───── Data records
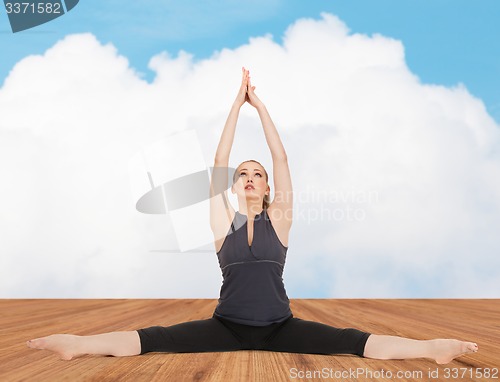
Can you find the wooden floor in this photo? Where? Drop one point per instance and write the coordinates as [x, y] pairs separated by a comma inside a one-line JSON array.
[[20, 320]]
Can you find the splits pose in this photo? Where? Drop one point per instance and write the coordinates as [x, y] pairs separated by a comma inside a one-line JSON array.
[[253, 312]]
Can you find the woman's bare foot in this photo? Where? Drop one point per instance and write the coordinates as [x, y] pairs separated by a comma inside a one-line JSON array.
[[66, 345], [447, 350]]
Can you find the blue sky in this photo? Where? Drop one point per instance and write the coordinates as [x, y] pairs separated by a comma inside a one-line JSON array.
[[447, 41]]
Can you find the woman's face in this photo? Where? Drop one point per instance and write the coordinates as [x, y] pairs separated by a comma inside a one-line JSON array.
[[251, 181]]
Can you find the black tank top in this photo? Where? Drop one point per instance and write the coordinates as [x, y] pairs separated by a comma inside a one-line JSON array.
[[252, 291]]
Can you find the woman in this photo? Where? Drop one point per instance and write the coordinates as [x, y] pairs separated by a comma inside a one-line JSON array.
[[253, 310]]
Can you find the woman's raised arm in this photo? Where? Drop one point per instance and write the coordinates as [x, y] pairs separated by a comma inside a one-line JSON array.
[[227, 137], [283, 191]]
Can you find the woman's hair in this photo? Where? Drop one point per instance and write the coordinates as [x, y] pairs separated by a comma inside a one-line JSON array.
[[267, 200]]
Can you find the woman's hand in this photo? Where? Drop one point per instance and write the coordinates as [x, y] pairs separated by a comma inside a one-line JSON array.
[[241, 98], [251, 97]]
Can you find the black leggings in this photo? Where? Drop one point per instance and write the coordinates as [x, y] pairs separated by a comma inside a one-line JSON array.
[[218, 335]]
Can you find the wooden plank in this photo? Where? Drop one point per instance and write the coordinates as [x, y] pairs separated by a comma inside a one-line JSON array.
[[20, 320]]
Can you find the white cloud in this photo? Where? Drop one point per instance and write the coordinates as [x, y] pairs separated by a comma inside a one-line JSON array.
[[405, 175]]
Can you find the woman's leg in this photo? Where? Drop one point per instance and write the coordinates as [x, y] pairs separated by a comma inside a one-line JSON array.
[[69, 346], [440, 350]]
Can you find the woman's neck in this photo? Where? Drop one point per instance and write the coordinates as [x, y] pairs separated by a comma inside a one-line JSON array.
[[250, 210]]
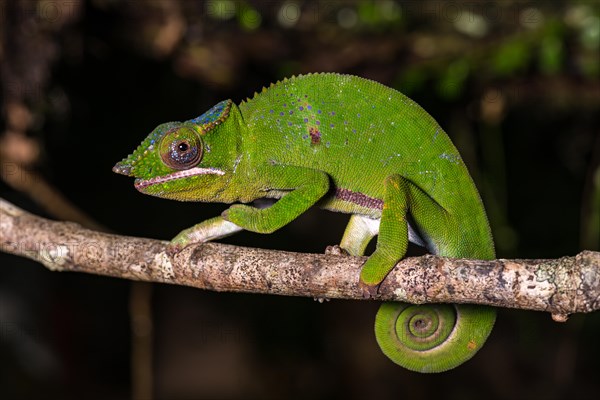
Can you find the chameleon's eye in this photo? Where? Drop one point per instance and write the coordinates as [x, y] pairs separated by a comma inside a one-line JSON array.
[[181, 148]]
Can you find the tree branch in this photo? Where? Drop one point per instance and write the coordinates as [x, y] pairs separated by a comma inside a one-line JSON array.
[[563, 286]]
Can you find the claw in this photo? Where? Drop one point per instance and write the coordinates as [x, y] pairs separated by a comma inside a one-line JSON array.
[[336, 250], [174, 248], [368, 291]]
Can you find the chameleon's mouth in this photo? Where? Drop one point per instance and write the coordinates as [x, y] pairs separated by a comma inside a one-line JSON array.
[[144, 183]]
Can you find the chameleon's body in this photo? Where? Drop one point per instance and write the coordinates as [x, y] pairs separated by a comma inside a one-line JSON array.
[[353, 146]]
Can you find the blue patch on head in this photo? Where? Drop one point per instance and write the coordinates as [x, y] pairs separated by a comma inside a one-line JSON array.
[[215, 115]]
──────────
Exercise details
Print all of the entries above verbatim, but leave out the pictures.

Full solution
Can you find the wooden floor in this photo? Where? Drop one point per instance and write the coordinates as [x, y] pairs separated by a comma inside a one-line JSON array.
[[20, 320]]
Can you find the splits pose in this photo? Where? Drop one point per instance and write the coordinates as [x, y] pairs separated by a comma inside a one-line JSON array.
[[253, 312]]
Can you find the woman's bare foot in this photo? Where? Drop one point per instance and write the coordinates as [x, y] pairs separated by a comma inside a one-line JSON array.
[[66, 345], [447, 350]]
Can you find the blue sky in this photo? Where? Drop one point per instance and write the coordinates as [x, y] pairs separated by a comma inside a one-line JSON array.
[[447, 41]]
Can you find the woman's face in this photo? Where? Drop one point per instance and write the coordinates as [x, y] pairs separated by a comma inside a one-line JSON array.
[[251, 181]]
Can you find the black tank top in this photo? Where? Drop one point per instance and write the coordinates as [x, y] pairs separated by a comma inside a one-line JSON array.
[[252, 291]]
Can you find the woman in this photo? Where? Drop one point per instance and write the coordinates as [x, y] pairs separated by a comma inside a one-line JSON array.
[[253, 310]]
Can you find the woman's raised arm in this photo? Where? Drop one point per instance and write the coordinates as [x, y] pairs separated by a comma inside a one-line JSON array.
[[227, 137], [283, 191]]
Can you find the woman's hair in this photo? Where? Drop one point per instance and write the coordinates as [x, y] pairs separated by a comma inside a one-line JSON array.
[[267, 200]]
Can you find the woman's hand in this photo? Where? Drop one point per instance and write the coordinates as [x, y] pairs separated by a comma inside a one-line JSON array.
[[241, 98], [251, 97]]
Can you find the black leggings in this photo? Where? Drop one point per instance and write the coordinates as [x, y] pairs separated by a comma inside a one-line JSON array.
[[218, 335]]
Can you find the wooden plank in this photo? Where? Drop one point per instance and write the coordinates as [x, y] pairs separated by a comma inside a one-line JSON array.
[[20, 320]]
Can you find the white cloud in this photo? Where? Drop one point per instance and write the coordinates as [x, y] pairs separated by a comma inside a one-line JSON array.
[[405, 175]]
Can you find the woman's leg in this photo? Where? Drop one point per instance and write the coordinates as [x, y] pairs separated by a comma inside a one-line JSON array.
[[69, 346], [440, 350]]
Can you find the woman's neck in this photo? Where? Drop one point per instance and write the coordinates as [x, y] pairs separated by a comma inside a one-line JSON array.
[[250, 210]]
Can you find the chameleon's eye in this photo? Where? Drop one point per instance and write the coordinates as [x, y] pairs separated by a comma inside a one-line JSON array.
[[181, 148]]
Can you find the tree branch in this photo? Where? Drop one point per instance and write the coordinates as [x, y] pairs separated by a comma inside a one-line JSON array.
[[563, 286]]
Can you find the claw in this photo? Where? Drop one point per instance and write the coordinates as [x, y] pairs separated by a comma inside a one-line JSON array.
[[336, 250], [174, 248], [368, 291]]
Can you find the chameleon's mouth in this photo? Where? Drop one point per instance and write the coordinates as [x, y] pairs separated by a comma inside a one-line JSON array.
[[144, 183]]
Can you find the chameleon's body in this photo? Where? Drop one point per instance and write the coordinates as [x, y] pairs separated by a comma inside a one-line JSON array.
[[353, 146]]
Can you find the blue patch on head in this photo? Where? Drop one point per instance and write the coordinates as [x, y] pairs separated by a comma inside a one-line JSON array.
[[215, 115]]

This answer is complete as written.